** Direction 1 **
In the piece on music-making, how long can writing, producing, mixing, mastering and releasing a song take today?
** Direction 2 **
Copy out the piece on music-making starting with "Keys works with" and going on through "hasn’t materialised yet.", and swap "90 days" for "three months".

** Document segment **
────────────────────
You know, we’ve never had better tools for making music. You can write, record, produce and release a song this afternoon, from your bedroom, for nothing. The technology is genuinely remarkable.
So why are so many musicians anxious, burnt out, and quietly miserable?
That’s the question that one of my favourite YouTube creators, music industry coach Damian Keys wrestles with in his most recent video, and his answer is worth sitting with.
It’s not really about AI. It’s about what happens when you remove the journey from a process that only ever made sense because of the journey.
What Making Music Used to Look Like
Cast your mind back to the rehearsal room era. You’d spend weekends crammed into a dingy space with your mates, playing the same four songs until they stopped falling apart. You’d argue about arrangements, mess up gigs, record demos that made you cringe, and slowly, painfully, get better.
The timeline from first idea to finished release used to stretch across months (and for a major label, sometimes closer to 18 months). That felt frustrating at the time but embedded in all that waiting and working was something that doesn’t show up on a Spotify dashboard: experience, relationships and stories you’d still be telling each other decades later.
The gigs. The van. The studio sessions in rooms where something historic had been recorded. The sense that you were building something, together, over time.
That’s the thing nobody really talks about when they celebrate how easy music creation has become. The friction wasn’t just an obstacle. It was doing a job.
The Friction Has Gone And That’s a Problem
Today, the entire process Keys describes (writing, producing, mixing, mastering, releasing) can happen in 24 to 48 hours for free all with tools that produce genuinely impressive results.
That’s an extraordinary shift in a very short time. And like most extraordinary shifts, it comes with consequences that weren’t part of the pitch.
What we gained is obvious: accessibility, speed, low cost, no gatekeepers but what disappeared is harder to name, but you can feel it.
The long stretches of working something out. The accumulated craft that comes from doing things the slow way. The sense of arrival that only exists if there was actually a journey to arrive from.
Keys uses a Newton’s Law analogy that lands well: for every action, there’s an equal and opposite reaction.
Remove friction from a system and the pressure has to go somewhere. In music’s case, it went straight into expectations.
If creation takes 24 hours, success should surely follow within a few weeks. Shouldn’t it?
The Results Trap
This is where things get genuinely damaging.
When the process is compressed to almost nothing, the only thing left to measure is the outcome. Numbers, streams, followers and engagement rates. And because those metrics are always visible, always updating, they become the entire point.
Keys works with hundreds of musicians regularly, and he’s watching this play out in real time. Artists treating 90 days as a long time to wait for results. Framing two months of releasing music as a disappointing run. Getting frustrated that fame hasn’t materialised yet.
The mismatch here is significant. In the old model, after 60 days you’d probably still be in the rehearsal room. You wouldn’t even have recorded anything yet.
────────────────────
** Given data **
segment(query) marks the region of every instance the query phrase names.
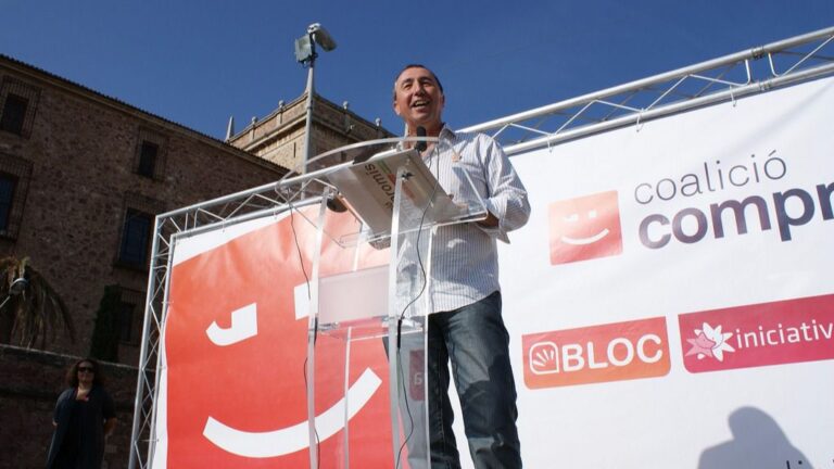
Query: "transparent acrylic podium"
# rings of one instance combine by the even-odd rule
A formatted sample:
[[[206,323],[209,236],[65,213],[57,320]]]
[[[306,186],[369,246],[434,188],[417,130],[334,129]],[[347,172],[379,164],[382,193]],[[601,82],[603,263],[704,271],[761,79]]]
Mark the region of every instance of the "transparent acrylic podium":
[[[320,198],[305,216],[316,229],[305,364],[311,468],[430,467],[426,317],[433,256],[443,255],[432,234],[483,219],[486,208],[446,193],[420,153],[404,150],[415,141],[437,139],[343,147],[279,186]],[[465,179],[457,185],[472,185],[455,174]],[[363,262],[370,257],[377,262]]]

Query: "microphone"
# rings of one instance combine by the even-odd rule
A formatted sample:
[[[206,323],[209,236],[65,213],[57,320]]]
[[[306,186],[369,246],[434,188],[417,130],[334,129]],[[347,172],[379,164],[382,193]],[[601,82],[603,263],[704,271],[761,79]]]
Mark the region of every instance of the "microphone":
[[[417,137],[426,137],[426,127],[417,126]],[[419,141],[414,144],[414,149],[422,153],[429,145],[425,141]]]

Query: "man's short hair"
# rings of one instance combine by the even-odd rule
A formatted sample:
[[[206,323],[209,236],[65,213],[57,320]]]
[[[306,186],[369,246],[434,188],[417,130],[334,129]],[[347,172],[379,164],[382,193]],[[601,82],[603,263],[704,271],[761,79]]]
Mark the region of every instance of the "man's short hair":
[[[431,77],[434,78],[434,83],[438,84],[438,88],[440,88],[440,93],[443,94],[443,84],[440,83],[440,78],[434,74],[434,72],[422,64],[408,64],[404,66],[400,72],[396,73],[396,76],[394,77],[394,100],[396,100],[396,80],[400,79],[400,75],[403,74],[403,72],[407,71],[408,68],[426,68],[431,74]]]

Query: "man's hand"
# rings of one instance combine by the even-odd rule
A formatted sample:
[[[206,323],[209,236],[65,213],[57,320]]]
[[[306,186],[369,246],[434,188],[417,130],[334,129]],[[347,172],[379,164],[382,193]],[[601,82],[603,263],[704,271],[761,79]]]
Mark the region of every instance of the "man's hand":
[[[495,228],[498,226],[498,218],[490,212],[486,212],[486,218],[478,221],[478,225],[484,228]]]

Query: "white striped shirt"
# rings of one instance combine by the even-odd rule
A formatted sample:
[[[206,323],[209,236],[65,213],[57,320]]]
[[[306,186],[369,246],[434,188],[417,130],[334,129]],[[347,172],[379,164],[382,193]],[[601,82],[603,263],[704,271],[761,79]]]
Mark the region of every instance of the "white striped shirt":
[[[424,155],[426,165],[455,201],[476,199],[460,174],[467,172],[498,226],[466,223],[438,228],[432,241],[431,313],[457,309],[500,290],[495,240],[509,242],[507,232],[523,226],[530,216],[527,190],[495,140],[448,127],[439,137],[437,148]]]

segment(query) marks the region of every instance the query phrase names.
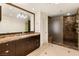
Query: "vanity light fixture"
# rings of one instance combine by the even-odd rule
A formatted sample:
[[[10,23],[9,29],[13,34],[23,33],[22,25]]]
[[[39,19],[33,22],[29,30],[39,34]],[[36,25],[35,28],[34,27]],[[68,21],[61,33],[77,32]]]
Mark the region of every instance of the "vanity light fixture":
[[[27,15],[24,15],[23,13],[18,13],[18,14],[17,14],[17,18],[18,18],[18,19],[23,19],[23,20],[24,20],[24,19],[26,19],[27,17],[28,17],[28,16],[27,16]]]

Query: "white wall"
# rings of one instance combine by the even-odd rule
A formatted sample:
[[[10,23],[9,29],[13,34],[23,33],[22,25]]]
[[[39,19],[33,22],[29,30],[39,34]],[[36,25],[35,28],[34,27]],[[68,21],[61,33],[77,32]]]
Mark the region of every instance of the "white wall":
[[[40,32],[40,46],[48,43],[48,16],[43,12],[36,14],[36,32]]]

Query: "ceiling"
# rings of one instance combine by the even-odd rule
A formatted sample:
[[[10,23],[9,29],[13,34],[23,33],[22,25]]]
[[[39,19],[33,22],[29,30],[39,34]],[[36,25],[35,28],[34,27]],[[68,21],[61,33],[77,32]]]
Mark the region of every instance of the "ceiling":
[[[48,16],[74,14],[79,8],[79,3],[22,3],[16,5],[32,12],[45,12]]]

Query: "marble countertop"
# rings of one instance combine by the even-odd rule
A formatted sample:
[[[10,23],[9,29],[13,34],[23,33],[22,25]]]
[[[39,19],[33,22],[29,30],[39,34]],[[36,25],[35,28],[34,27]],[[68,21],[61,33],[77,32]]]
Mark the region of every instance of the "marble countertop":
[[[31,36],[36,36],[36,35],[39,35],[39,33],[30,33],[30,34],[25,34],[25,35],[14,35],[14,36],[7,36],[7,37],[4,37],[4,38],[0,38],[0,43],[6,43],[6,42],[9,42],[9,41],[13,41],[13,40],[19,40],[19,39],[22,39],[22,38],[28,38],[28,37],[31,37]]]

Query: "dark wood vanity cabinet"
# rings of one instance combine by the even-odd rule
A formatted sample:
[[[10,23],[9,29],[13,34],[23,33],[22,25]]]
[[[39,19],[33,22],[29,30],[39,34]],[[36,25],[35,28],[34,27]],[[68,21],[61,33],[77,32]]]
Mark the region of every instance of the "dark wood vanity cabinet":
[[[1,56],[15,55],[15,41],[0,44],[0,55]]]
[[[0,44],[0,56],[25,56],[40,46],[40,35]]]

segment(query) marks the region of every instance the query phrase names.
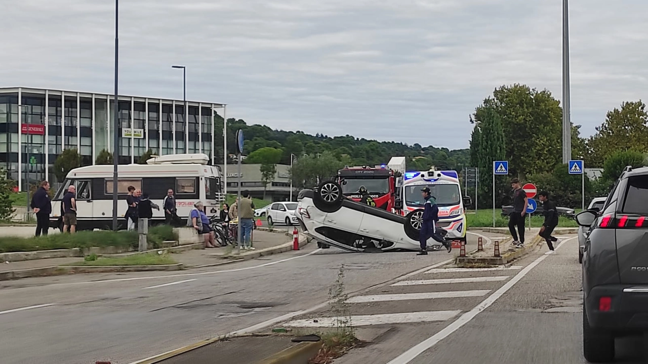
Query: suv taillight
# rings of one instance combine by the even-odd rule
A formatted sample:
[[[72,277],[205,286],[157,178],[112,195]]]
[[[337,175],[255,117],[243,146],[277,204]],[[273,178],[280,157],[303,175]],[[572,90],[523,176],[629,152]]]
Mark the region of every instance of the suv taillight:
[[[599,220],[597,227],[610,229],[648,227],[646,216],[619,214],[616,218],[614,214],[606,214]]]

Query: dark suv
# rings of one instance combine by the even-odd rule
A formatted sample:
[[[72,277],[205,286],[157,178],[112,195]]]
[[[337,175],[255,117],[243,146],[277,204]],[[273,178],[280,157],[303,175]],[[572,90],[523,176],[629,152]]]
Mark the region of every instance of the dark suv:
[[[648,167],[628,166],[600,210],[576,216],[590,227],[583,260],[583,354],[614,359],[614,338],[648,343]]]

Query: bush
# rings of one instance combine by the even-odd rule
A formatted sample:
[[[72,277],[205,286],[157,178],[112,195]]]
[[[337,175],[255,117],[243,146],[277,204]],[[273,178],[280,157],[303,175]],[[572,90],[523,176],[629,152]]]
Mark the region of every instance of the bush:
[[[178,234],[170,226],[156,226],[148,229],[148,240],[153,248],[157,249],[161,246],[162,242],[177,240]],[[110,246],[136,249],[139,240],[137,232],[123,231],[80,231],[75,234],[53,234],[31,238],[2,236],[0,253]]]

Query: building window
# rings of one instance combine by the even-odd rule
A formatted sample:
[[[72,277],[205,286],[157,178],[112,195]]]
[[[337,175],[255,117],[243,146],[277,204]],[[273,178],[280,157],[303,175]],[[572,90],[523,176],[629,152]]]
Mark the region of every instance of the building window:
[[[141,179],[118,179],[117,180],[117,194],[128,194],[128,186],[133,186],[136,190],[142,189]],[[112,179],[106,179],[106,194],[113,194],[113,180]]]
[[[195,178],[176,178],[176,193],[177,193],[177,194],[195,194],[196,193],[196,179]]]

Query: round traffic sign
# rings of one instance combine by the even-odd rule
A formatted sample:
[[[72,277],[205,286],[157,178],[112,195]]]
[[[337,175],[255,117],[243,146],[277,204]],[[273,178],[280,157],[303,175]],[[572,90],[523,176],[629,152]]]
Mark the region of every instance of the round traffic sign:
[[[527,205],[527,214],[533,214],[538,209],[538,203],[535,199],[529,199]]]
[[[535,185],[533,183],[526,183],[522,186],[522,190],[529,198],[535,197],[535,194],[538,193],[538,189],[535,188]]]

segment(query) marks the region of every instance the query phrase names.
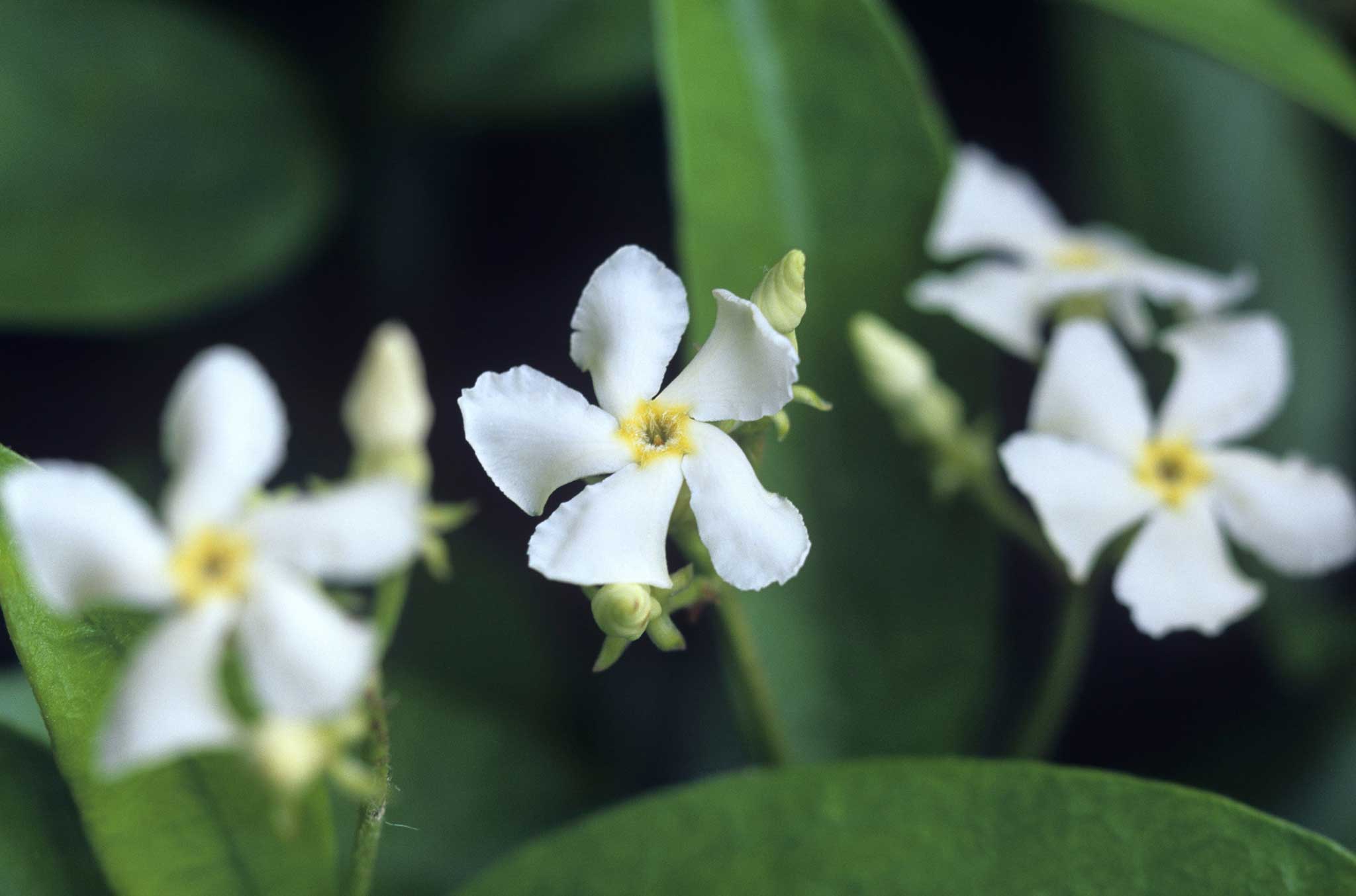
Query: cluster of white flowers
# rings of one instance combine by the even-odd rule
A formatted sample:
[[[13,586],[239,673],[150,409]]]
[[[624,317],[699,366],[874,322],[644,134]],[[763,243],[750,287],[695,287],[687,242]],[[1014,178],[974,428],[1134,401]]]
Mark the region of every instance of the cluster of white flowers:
────────────────────
** Full solution 1 **
24 to 48 hours.

** Full solution 2 **
Keys works with hundreds of musicians regularly, and he’s watching this play out in real time. Artists treating three months as a long time to wait for results. Framing two months of releasing music as a disappointing run. Getting frustrated that fame hasn’t materialised yet.